PASSAGE SHOWN:

>>>>

# Frogs



## Yofie (Apr 5, 2017)

This is a funny question, but my 7 year old son told me he really wants to see real live frogs in a pond. Its on his Spring/Summer bucket list. Wondering if anyone knows where there are frogs to be seen in a lake or pond in Utah. Thanks


----------



## huntn30inchers (Apr 21, 2014)

There are GIANT bullfrogs in Stansbury Lake and in the ponds off the Jordan river at the River Oaks Golf Course in Sandy.


----------



## twinkielk15 (Jan 17, 2011)

If you're a little farther south, Salem Pond is full of them as well but nothing huge.


----------



## Greenhead_Slayer (Oct 16, 2007)

Mantua has a bunch in the pond on the east side of the reservoir. They'll usually go after a senko and you can catch one.


----------



## Kwalk3 (Jun 21, 2012)

Kaysville ponds has plenty of bullfrogs as well. Used to go fly-frogging when I was growing up. Fly-frogging is even more of an elitist pursuit than the dry-fly only fly-fishermen.

<<<<

TASKS AND EXERCISES:
A) In the frog thread, what does the Mantua poster say the frogs will usually go after?
B) Please list every place the frog thread names as having frogs.
The material after this point comes from a different source.

INFORMATION GIVEN:
>>>>

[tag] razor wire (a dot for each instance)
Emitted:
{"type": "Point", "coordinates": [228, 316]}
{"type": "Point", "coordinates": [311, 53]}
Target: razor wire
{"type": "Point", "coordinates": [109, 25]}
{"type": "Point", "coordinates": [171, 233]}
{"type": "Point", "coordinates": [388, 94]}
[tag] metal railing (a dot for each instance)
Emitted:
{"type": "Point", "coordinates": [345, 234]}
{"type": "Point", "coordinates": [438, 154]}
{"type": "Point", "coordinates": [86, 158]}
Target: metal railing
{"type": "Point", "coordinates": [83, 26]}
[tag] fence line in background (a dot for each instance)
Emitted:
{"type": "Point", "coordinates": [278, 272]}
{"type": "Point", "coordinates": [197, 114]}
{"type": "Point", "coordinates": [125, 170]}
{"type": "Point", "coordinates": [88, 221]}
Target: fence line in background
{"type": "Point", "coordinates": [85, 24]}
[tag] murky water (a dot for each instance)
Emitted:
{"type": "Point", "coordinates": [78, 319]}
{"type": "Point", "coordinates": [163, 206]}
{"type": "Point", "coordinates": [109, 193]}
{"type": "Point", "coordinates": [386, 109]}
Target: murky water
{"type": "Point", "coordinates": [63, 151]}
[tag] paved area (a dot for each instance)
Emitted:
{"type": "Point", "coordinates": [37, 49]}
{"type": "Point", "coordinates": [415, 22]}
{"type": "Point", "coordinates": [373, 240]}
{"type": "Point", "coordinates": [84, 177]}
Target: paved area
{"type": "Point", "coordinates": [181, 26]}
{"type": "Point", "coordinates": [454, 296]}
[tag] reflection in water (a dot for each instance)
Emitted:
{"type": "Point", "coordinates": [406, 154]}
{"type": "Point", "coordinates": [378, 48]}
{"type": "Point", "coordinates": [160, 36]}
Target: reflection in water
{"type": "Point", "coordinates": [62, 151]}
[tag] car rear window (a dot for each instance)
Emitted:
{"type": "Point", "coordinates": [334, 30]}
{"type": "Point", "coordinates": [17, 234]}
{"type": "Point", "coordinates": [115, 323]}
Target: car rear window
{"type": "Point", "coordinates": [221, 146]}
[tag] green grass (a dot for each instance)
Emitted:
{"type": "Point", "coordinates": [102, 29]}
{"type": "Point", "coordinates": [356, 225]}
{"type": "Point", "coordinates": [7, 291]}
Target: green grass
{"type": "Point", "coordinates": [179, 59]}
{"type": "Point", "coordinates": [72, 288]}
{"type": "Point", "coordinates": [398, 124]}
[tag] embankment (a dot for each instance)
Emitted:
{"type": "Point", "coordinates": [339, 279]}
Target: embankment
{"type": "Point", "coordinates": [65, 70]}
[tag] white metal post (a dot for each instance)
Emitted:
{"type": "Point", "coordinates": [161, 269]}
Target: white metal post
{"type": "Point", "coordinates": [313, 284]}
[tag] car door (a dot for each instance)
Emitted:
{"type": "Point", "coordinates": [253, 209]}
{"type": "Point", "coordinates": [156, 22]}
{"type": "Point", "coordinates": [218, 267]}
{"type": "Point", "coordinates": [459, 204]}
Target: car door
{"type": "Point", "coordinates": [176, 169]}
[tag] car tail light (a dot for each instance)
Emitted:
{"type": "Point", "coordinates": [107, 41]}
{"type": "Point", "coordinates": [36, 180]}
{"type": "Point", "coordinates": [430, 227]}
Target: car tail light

<<<<

RESULTS BY TASK:
A) A senko.

B)
- Stansbury Lake
- The ponds off the Jordan River at the River Oaks Golf Course in Sandy
- Salem Pond
- The pond on the east side of the reservoir at Mantua
- Kaysville ponds